*Records for the task*.

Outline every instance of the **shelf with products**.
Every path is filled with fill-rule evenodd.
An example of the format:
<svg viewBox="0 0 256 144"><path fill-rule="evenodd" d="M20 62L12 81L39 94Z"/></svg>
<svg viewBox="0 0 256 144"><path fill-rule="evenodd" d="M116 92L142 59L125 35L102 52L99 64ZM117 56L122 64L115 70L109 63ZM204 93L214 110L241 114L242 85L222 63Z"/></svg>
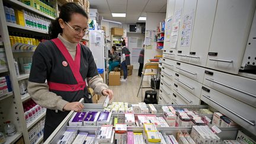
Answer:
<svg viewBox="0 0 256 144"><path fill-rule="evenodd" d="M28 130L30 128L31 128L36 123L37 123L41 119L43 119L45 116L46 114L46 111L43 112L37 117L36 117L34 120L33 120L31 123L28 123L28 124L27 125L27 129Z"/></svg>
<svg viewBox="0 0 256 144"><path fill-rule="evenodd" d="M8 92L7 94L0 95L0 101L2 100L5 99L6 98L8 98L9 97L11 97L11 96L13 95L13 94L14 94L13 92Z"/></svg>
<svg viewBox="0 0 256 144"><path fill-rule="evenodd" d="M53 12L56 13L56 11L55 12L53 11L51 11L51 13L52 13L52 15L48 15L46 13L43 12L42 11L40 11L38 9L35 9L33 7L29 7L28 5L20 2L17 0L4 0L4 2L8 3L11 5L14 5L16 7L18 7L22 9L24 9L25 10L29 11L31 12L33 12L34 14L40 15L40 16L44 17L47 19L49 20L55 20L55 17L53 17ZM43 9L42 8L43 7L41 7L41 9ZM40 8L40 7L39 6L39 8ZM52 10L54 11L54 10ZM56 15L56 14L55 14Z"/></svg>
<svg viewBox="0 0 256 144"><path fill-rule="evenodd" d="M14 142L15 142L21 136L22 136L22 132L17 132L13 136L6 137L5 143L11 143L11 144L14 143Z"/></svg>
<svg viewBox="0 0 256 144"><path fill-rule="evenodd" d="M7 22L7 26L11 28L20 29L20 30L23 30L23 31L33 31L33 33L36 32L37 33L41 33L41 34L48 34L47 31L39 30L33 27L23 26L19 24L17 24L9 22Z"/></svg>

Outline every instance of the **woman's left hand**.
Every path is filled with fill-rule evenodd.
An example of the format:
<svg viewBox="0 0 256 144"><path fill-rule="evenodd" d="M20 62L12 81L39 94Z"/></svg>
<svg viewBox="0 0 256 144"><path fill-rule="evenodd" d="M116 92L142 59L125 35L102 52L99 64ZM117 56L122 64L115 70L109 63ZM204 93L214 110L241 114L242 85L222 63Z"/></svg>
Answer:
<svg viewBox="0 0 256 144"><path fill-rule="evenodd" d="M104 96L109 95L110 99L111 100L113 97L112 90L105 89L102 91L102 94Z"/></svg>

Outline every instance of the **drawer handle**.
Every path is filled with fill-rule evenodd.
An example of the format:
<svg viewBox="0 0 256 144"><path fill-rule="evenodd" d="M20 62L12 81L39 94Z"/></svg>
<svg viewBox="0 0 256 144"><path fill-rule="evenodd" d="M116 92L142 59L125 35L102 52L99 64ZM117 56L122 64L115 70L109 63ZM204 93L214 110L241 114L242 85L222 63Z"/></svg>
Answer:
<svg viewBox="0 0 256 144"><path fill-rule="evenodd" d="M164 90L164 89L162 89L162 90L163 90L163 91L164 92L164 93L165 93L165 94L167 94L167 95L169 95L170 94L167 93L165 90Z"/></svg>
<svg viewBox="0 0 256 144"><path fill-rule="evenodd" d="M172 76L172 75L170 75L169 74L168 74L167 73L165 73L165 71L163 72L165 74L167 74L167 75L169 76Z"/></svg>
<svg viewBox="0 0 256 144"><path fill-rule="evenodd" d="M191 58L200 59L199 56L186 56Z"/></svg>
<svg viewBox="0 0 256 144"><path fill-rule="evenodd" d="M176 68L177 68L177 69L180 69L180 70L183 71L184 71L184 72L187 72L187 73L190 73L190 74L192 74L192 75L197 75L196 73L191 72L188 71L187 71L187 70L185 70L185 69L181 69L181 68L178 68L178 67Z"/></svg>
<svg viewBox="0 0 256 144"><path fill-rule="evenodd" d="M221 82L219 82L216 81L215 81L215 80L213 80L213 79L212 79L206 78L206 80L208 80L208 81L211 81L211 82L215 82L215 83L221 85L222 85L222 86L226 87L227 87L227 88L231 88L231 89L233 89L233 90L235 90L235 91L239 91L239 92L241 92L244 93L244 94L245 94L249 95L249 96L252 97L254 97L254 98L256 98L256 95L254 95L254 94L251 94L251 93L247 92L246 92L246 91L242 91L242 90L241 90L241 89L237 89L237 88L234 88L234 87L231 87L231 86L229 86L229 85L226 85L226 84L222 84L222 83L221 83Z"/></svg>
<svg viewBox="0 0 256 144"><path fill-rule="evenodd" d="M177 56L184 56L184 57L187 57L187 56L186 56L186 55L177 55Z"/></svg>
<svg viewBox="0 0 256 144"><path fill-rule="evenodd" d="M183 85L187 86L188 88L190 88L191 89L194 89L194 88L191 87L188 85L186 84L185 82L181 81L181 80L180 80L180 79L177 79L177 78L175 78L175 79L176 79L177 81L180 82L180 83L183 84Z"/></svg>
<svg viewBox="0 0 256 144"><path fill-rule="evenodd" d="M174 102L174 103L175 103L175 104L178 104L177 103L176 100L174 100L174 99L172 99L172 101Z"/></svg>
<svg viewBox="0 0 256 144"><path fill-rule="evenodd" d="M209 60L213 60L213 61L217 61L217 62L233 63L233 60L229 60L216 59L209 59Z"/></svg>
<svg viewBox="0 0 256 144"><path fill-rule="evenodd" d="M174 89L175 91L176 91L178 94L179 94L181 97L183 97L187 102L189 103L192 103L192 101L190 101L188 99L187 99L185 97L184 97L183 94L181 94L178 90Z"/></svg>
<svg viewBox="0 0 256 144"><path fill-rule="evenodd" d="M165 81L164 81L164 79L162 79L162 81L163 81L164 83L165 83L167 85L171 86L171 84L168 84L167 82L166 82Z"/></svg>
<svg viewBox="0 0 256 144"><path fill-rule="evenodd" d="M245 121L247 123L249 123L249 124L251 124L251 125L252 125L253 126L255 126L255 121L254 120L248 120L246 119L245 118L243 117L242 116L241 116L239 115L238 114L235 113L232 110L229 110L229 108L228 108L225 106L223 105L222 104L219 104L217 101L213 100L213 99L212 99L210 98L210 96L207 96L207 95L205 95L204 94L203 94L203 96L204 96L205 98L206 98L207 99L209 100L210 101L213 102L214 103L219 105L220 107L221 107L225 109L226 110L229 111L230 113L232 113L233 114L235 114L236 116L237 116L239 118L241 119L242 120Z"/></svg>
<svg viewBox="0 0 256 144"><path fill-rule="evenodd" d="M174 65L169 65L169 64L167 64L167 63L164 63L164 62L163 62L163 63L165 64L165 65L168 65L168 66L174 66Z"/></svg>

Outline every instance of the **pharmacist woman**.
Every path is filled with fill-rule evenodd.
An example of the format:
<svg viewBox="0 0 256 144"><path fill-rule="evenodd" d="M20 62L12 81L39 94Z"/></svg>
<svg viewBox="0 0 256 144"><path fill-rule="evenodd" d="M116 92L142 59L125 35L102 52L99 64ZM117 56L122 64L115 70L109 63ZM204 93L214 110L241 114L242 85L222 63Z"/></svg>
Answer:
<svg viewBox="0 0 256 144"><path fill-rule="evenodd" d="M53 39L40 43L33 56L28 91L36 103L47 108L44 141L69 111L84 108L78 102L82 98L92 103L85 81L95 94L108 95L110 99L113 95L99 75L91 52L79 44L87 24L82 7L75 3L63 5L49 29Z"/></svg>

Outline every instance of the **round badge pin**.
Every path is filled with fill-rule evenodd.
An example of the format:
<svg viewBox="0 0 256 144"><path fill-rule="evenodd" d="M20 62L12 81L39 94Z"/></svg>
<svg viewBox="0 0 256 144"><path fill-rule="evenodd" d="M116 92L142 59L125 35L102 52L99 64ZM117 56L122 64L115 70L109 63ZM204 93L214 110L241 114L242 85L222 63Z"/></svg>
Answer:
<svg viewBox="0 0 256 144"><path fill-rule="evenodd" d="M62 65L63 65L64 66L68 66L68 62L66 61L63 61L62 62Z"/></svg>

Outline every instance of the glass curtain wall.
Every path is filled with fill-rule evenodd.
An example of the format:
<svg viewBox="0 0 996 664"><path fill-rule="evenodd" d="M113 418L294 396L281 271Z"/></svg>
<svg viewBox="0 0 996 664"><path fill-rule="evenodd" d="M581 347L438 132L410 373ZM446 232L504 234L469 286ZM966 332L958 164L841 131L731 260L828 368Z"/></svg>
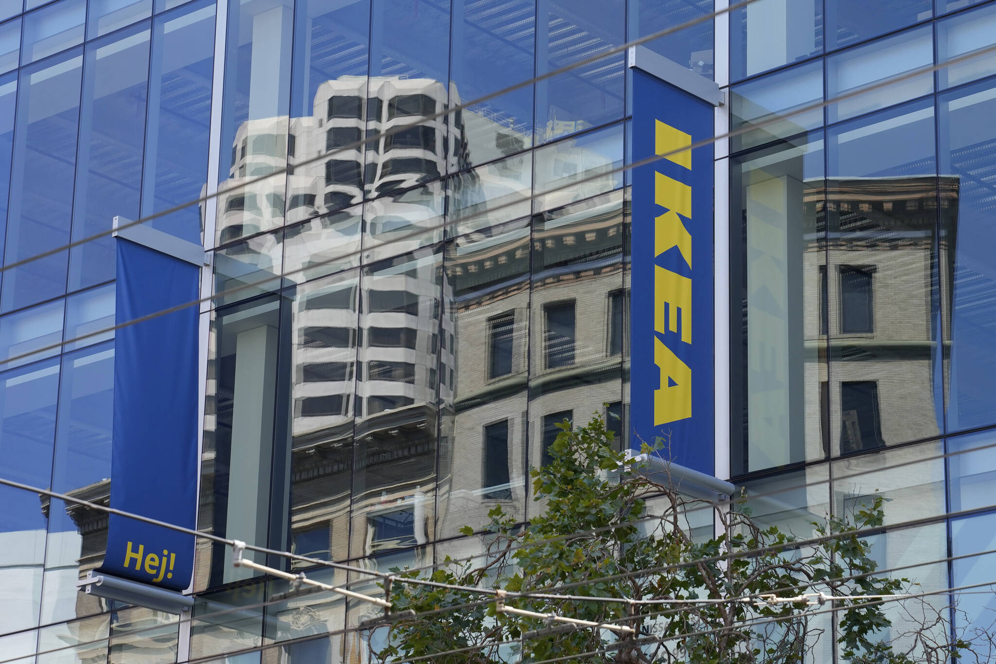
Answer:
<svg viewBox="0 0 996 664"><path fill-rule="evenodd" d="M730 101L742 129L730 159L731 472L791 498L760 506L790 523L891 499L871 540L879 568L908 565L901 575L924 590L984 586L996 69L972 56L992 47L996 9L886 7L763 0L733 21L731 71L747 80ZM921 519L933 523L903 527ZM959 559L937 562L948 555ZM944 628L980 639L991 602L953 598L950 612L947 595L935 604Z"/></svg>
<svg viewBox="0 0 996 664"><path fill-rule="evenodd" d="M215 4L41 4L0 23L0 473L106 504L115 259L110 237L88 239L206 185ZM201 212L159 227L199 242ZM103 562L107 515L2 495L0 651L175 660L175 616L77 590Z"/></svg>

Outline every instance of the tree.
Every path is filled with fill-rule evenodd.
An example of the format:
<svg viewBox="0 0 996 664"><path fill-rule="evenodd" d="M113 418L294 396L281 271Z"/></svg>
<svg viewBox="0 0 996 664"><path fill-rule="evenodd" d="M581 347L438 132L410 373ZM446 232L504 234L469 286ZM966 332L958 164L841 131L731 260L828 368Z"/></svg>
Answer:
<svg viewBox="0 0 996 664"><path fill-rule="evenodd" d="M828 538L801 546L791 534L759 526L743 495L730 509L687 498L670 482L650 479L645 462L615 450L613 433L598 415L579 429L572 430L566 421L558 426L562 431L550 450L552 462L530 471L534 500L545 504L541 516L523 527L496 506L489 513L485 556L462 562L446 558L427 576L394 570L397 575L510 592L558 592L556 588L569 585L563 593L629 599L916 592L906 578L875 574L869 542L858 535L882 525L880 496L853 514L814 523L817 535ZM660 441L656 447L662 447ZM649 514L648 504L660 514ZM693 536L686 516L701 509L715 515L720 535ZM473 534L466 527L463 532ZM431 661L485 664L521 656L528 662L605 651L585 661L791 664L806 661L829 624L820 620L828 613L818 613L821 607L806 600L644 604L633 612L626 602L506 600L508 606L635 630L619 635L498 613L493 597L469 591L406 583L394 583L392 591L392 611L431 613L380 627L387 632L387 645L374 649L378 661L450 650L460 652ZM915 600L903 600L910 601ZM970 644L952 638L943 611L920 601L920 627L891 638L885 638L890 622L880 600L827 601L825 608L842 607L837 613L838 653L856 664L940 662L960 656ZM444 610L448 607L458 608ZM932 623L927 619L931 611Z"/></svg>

...

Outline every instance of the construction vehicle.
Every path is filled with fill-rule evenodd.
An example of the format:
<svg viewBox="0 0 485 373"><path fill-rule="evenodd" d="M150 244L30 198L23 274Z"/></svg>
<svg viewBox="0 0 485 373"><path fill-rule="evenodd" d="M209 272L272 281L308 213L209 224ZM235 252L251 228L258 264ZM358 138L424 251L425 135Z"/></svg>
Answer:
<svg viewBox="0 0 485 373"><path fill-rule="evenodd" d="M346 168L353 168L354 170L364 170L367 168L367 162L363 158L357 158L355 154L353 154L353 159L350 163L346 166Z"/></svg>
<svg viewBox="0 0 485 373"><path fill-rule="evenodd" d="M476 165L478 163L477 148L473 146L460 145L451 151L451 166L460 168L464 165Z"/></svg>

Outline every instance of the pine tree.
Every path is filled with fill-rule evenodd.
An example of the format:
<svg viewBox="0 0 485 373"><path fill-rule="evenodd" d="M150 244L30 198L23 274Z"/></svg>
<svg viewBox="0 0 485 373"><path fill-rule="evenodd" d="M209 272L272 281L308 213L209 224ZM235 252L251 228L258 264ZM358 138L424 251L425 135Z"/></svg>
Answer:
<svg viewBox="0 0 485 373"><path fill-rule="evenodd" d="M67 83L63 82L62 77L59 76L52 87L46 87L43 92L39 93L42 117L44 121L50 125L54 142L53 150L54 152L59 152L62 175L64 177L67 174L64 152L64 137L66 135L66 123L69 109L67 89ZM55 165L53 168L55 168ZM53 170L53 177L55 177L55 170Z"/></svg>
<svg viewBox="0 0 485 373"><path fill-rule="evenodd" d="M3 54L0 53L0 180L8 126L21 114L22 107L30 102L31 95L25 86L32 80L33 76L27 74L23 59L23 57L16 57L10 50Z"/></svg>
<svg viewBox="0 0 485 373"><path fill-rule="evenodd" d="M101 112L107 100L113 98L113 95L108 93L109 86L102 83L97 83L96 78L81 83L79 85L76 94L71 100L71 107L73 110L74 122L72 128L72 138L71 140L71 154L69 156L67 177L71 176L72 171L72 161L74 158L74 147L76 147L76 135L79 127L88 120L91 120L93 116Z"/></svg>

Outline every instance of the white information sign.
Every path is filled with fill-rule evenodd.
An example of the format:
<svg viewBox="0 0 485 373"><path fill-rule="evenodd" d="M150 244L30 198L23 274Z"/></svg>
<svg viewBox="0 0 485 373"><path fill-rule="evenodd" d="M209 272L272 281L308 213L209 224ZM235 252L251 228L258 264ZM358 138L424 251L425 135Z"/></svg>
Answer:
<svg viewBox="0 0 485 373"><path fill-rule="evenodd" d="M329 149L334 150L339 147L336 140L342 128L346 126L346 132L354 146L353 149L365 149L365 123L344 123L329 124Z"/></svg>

*Challenge*.
Please return each line above that contains the string "tree", matching case exactly.

*The response*.
Outline every instance of the tree.
Outline every instance of the pine tree.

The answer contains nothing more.